DOCUMENT SEGMENT:
Paleopedology of paleo-wetland and barite-bearing, hydric paleosols in the Morrison Formation (upper jurassic-lower cretaceous), North Central Wyoming, USA : a multianalytical approach.

Whereas lakes and wetlands are very sensitive to changes in climate, high-resolution data in these archives are lost unless it is possible to differentiate these deposits from other "floodplain" deposits. Synthesis of micromorphological and geochemical data with facies relationships is critical to accurate interpretations of ancient wetland-lacustrine deposits. A proposed hydrogeomorphological classification and appropriate genetic terminology that is useful in the rock record is presented. Eight Morrison Formation subenvironments, including barite-bearing paleosols, within lacustrine depositional successions from north central Wyoming were delineated using micromorphology and geochemistry, combined with facies relationships. The distribution of wetland pedotypes indicates that evapotranspiration remained high, suggesting that a stable, semi-arid to arid climate dominated in this area throughout Morrison time. This study also characterizes the micromorphology, elemental trends, and stable isotope geochemistry of sulfates in a barite-bearing Morrison paleosols and a modern analog soil (Lufkin Series) using optical microscopy, XRD, ICP-MS, and stable S and O isotope data. Data indicate that barium-rich parent material provides adequate barium for barite precipitation. Barium is mobilized and concentrated in Btg horizons ~100-160 cm below the surface. The presence of humic acids in profiles lower on the landscape prevents barite precipitation and drives the precipitation of gypsum between saturated, anoxic conditions and drier, more oxic conditions. Barite precipitation is a slow, punctuated process that begins first along evacuated macropores and then in the adjacent matrix. The modern analog displays similar catenary relationships, redox features, and micromorphological characteristics compared to the Morrison paleosols, suggesting that similar pedogenic processes led to barite precipitation. Synthesized data reveal that conditions favorable to barite-bearing soil formation are low-gradient basins that have received feldspar-rich sediments (i.e. volcanically influenced basins), soils that developed near salt domes, soils that developed in exposed wetland or lacustrine sediments, and coastal plain deposits. Combined with regional paleosols, barite-bearing paleosols may document temporal changes in drainage, surface stability, and accommodation consistent with sequence boundaries/maximum flooding surfaces, and climate changes.

WHAT TO DO:
(1) Quote the Morrison Formation abstract word for word, starting at "Paleopedology of paleo-wetland" and ending at "a multianalytical approach.".
(2) In the Morrison Formation abstract, which soil series serves as the modern analog?
The items after the Morrison Formation abstract have nothing to do with it.

DATASET EXCERPTS:
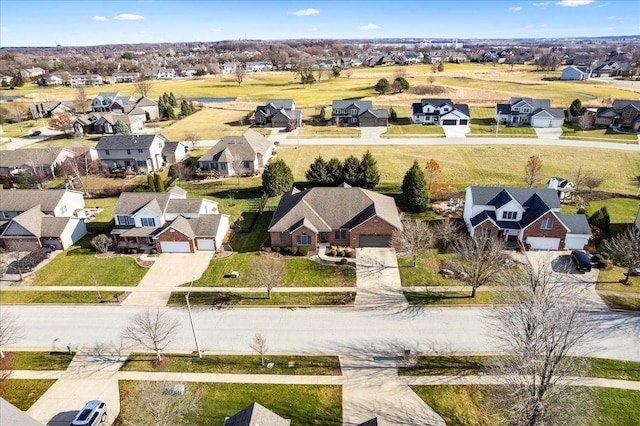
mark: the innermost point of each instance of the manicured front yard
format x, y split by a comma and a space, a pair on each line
303, 404
260, 299
79, 266
300, 272
238, 364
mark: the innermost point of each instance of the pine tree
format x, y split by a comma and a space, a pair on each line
414, 188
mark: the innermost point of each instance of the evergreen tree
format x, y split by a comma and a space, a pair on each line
159, 183
317, 173
350, 170
151, 183
414, 189
368, 173
277, 178
334, 172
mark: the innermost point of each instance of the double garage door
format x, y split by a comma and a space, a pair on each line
375, 240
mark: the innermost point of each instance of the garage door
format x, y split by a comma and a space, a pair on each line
175, 246
206, 244
540, 243
375, 240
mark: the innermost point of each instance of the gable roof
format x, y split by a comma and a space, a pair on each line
316, 209
256, 415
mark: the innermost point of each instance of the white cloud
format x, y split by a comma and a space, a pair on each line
304, 12
128, 17
574, 3
369, 27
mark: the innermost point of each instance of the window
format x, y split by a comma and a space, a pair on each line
125, 220
341, 234
148, 221
304, 240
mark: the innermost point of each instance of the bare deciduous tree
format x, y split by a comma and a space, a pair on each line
542, 323
154, 403
625, 251
415, 237
101, 243
533, 170
480, 259
152, 329
259, 345
269, 273
10, 330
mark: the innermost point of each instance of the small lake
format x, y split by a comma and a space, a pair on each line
211, 100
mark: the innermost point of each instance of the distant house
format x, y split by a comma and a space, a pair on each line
441, 112
623, 114
343, 216
169, 221
358, 114
256, 415
524, 216
251, 152
575, 73
140, 152
278, 113
32, 218
528, 111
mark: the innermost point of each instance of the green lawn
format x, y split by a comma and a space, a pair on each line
470, 405
238, 364
260, 299
300, 272
42, 296
23, 393
303, 404
78, 265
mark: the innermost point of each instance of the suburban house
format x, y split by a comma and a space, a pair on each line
610, 69
169, 221
256, 415
623, 114
40, 162
573, 72
140, 152
358, 114
441, 112
528, 111
278, 113
524, 217
33, 218
342, 216
233, 155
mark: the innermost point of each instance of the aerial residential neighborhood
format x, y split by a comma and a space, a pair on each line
332, 219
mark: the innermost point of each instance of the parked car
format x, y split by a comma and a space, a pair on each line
93, 413
581, 260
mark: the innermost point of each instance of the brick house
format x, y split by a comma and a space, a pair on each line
524, 216
169, 222
358, 114
312, 218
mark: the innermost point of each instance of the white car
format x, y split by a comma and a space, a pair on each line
93, 413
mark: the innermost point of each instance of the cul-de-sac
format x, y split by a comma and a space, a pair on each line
244, 213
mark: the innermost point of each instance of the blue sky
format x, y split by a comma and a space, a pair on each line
81, 23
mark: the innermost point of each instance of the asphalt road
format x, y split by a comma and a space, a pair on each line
318, 331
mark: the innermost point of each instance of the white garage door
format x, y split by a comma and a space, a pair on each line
175, 247
540, 243
206, 244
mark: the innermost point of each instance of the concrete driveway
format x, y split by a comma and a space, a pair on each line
168, 270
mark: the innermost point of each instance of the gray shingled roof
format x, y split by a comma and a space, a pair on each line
332, 208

ANSWERS FOR THIS EXERCISE:
(1)
Paleopedology of paleo-wetland and barite-bearing, hydric paleosols in the Morrison Formation (upper jurassic-lower cretaceous), North Central Wyoming, USA : a multianalytical approach.

(2) The Lufkin Series.